SET TASK: Turn every line of the data below into a Markdown table with the columns Row and Line, numbering the rows and skipping blank lines. Leave the pictures out.

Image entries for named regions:
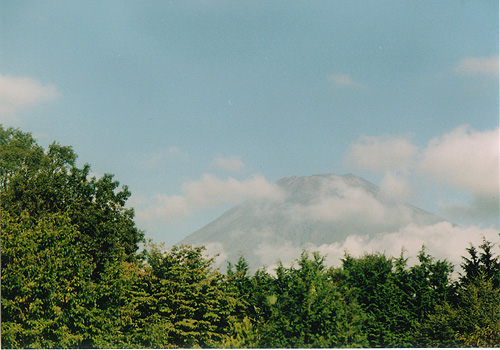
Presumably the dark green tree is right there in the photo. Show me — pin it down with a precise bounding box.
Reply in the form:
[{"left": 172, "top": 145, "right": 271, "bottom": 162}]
[
  {"left": 254, "top": 252, "right": 368, "bottom": 348},
  {"left": 0, "top": 126, "right": 143, "bottom": 278},
  {"left": 459, "top": 237, "right": 500, "bottom": 288},
  {"left": 1, "top": 212, "right": 97, "bottom": 348},
  {"left": 127, "top": 245, "right": 232, "bottom": 348}
]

SOLUTION TO THE PROBLEM:
| Row | Line |
|---|---|
| 1 | Presumably the dark green tree is right there in the photo. Show me — pin it down with a precise bounding box. |
| 2 | Reply in the form: |
| 3 | [{"left": 172, "top": 145, "right": 271, "bottom": 162}] |
| 4 | [ |
| 5 |   {"left": 254, "top": 252, "right": 368, "bottom": 348}, |
| 6 |   {"left": 0, "top": 126, "right": 143, "bottom": 278}, |
| 7 |   {"left": 459, "top": 237, "right": 500, "bottom": 288}, |
| 8 |   {"left": 1, "top": 212, "right": 97, "bottom": 348}, |
| 9 |   {"left": 127, "top": 245, "right": 232, "bottom": 348} |
| 10 | ] |